== Selected extract

Odessa College and Midland College have truckers’ training programs for which financial aid is available.

Lance Holmes, owner of Champ Logistics & Hot Shot, runs two tractor-trailer rigs that haul frack sand and a one-ton pickup that pulls a 40-foot float trailer and moves heavy skid-mounted loads for some jobs.

“We haul general freight to rigs, take lubricants and compressor components to oil and gas plants and carry a lot of things to the cities of Odessa, Midland and Lubbock,” Holmes said. “You have to have a clean motor vehicle report with no drug use, DWIs or moving violations. The insurance companies have gotten very particular about who they want to insure. I’m paying $7,000 a month for insurance on three trucks.”

Asked if becoming a good driver is a matter of developing one’s inborn talent or of just learning and abiding by the rules, Holmes said, “Practice makes perfect.

“Nobody can get behind the wheel of an 18-wheeler and just take off. It takes years to become a skilled driver. I’ve been doing it for 13 years and it took me two or three years to learn how to drive a semi correctly. You’ve got to be on your toes at all times with a 360-degree view around you because people will pull right out in front of you and you don’t stop 80,000 pounds on a dime.

“When you hit something in a big truck, you don’t feel it. I had already passed a guy when he pulled out and went underneath my trailer duals. I saw it in my rear view, but I didn’t feel the impact.”

Holmes said truckers are often unappreciated, but are essential to the economy. “Truck drivers are treated like crap, bottom of the bucket scum, but without CDL (commercial driver’s license) drivers and semi drivers, America would stop,” he said.

Alan’s Hot Shot owner Alan Green is running two one-ton trucks and a one and three-quarter ton and he said it would be hard to continue if his two employees weren’t family members. “Most times, we’ve got 45 minutes to get somewhere, so we have to get to the load spot, get the material and be on our way,” Green said.

====
== Entries shown

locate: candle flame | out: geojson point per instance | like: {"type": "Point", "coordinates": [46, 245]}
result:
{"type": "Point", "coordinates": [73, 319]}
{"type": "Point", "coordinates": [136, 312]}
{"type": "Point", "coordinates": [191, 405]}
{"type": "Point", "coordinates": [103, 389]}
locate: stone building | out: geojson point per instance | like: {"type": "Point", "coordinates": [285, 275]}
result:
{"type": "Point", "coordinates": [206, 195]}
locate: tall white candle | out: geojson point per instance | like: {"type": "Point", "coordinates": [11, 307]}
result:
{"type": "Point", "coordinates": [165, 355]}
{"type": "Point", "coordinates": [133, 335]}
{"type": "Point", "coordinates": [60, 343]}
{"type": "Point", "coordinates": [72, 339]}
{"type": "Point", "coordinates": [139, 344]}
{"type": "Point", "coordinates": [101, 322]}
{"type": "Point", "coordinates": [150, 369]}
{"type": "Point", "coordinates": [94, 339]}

====

Exercise:
Can you reproduce the entire passage above about truck drivers, word for word?

Written response:
Odessa College and Midland College have truckers’ training programs for which financial aid is available.

Lance Holmes, owner of Champ Logistics & Hot Shot, runs two tractor-trailer rigs that haul frack sand and a one-ton pickup that pulls a 40-foot float trailer and moves heavy skid-mounted loads for some jobs.

“We haul general freight to rigs, take lubricants and compressor components to oil and gas plants and carry a lot of things to the cities of Odessa, Midland and Lubbock,” Holmes said. “You have to have a clean motor vehicle report with no drug use, DWIs or moving violations. The insurance companies have gotten very particular about who they want to insure. I’m paying $7,000 a month for insurance on three trucks.”

Asked if becoming a good driver is a matter of developing one’s inborn talent or of just learning and abiding by the rules, Holmes said, “Practice makes perfect.

“Nobody can get behind the wheel of an 18-wheeler and just take off. It takes years to become a skilled driver. I’ve been doing it for 13 years and it took me two or three years to learn how to drive a semi correctly. You’ve got to be on your toes at all times with a 360-degree view around you because people will pull right out in front of you and you don’t stop 80,000 pounds on a dime.

“When you hit something in a big truck, you don’t feel it. I had already passed a guy when he pulled out and went underneath my trailer duals. I saw it in my rear view, but I didn’t feel the impact.”

Holmes said truckers are often unappreciated, but are essential to the economy. “Truck drivers are treated like crap, bottom of the bucket scum, but without CDL (commercial driver’s license) drivers and semi drivers, America would stop,” he said.

Alan’s Hot Shot owner Alan Green is running two one-ton trucks and a one and three-quarter ton and he said it would be hard to continue if his two employees weren’t family members. “Most times, we’ve got 45 minutes to get somewhere, so we have to get to the load spot, get the material and be on our way,” Green said.